**Extracted entries**

----------

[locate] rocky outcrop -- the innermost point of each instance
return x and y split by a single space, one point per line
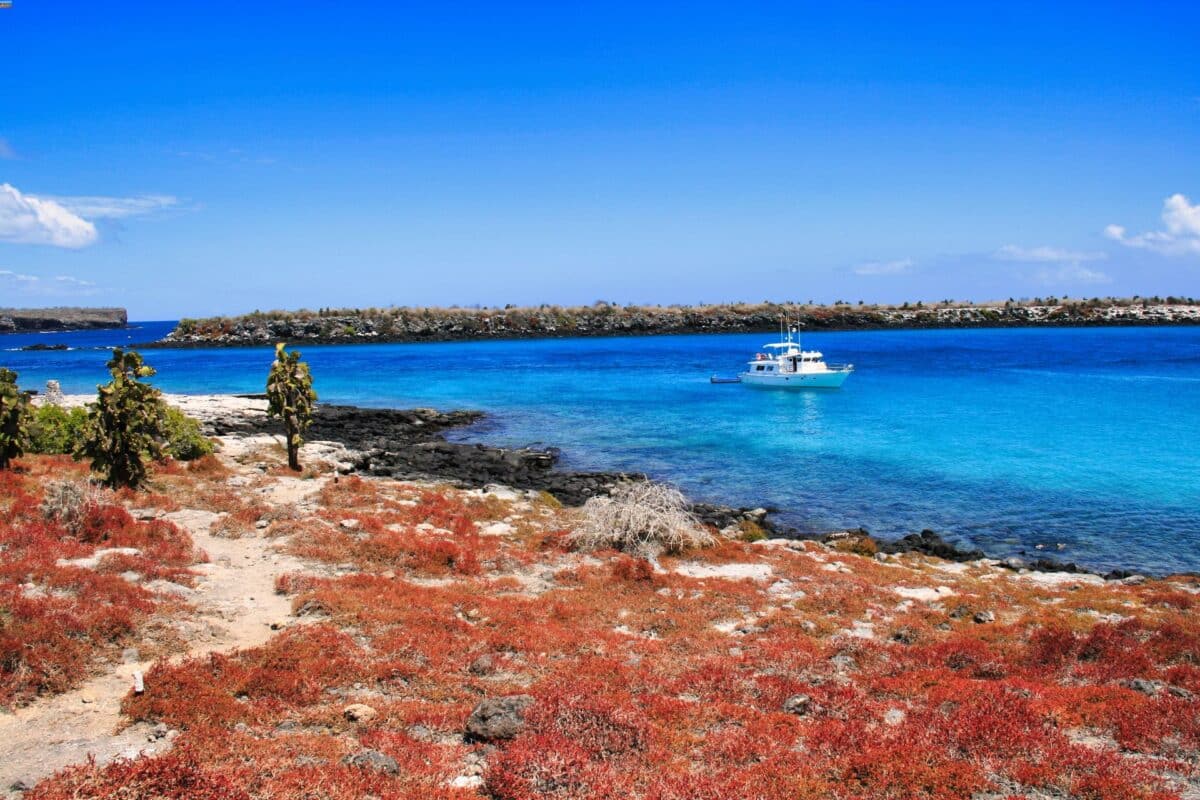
411 445
604 319
13 320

----------

**Required task**
Reproduce the listing above with "rocky outcrop" switched to "boulder" and every other line unchanged, leaving out the pictures.

**Answer for this exercise**
[locate] boulder -- the innermost point of each instance
return x and y split by a single space, one point per line
411 445
604 319
13 320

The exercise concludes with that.